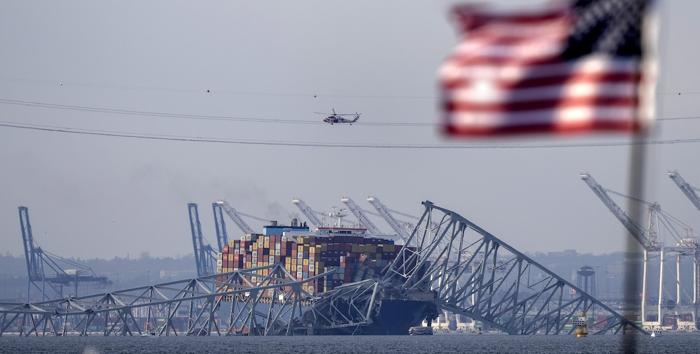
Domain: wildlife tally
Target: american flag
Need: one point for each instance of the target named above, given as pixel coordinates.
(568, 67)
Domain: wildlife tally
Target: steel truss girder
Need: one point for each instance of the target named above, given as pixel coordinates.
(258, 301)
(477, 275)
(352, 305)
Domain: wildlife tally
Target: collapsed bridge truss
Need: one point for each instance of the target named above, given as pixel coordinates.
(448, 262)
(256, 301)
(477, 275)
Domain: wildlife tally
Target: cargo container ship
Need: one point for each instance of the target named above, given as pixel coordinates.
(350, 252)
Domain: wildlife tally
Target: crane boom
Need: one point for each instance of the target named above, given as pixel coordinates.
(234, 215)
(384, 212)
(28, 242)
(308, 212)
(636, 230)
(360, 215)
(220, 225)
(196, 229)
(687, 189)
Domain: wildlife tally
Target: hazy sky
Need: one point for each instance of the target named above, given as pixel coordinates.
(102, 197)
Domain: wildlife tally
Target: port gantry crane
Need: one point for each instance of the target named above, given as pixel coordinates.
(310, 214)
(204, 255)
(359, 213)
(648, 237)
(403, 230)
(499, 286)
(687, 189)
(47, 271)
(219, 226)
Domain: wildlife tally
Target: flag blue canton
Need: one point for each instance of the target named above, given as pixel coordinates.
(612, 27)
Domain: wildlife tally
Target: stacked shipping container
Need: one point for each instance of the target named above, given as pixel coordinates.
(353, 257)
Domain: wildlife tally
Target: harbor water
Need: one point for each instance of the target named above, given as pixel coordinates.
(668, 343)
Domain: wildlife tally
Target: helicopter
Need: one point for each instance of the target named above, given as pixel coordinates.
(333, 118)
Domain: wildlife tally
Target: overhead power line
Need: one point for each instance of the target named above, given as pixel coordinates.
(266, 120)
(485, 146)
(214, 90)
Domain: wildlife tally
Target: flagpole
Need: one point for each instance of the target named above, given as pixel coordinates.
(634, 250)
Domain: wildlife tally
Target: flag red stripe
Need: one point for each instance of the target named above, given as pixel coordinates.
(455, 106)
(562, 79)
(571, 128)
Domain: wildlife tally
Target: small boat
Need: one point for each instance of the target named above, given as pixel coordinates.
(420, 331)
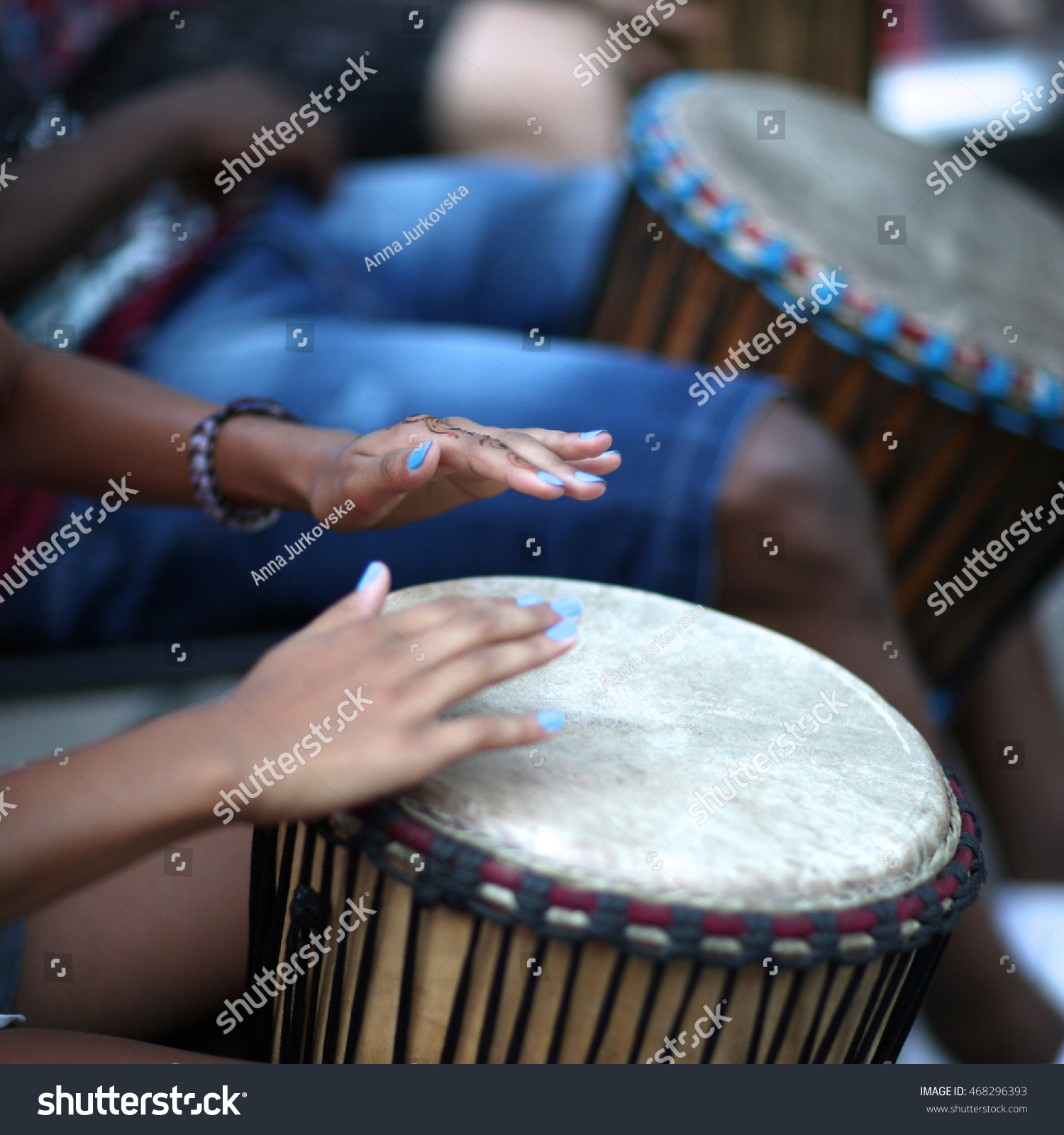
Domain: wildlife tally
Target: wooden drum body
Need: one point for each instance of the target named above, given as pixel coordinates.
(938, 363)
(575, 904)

.....

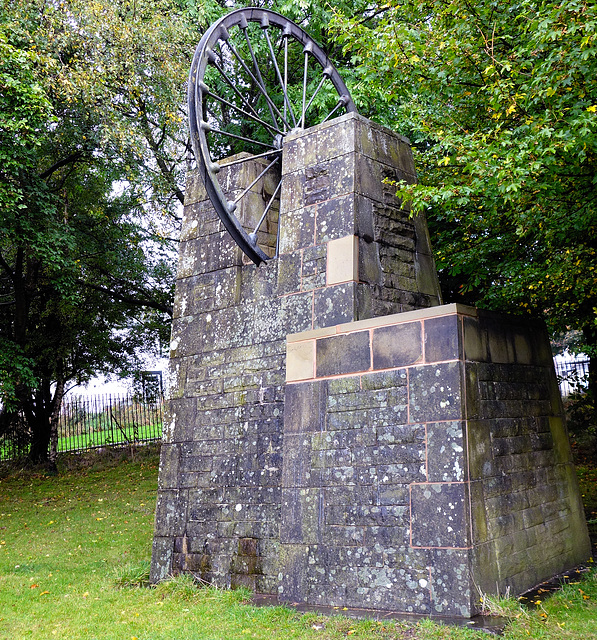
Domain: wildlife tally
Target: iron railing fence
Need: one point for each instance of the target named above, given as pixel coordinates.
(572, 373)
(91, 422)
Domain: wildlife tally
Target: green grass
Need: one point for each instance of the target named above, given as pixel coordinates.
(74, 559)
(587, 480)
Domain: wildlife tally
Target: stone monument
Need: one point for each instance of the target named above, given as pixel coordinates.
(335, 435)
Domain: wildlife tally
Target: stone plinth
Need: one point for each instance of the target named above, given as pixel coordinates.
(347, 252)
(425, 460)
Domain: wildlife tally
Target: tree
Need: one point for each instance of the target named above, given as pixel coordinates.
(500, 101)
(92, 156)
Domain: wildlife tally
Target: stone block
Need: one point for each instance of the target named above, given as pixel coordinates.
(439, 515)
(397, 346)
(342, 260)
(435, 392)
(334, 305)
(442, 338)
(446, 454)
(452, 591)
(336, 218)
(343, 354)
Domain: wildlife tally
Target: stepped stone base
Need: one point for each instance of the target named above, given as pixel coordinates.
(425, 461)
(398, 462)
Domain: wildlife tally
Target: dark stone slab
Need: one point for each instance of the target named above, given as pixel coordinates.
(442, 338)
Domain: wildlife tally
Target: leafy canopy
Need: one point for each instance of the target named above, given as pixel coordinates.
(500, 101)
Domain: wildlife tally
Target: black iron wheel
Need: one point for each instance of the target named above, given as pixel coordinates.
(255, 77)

.....

=== Requirements ===
Pull out every line in the listing above that contains the string "crane", and copy each one whole. Match case exactly.

=== The completed task ===
Target: crane boom
Target: port gantry crane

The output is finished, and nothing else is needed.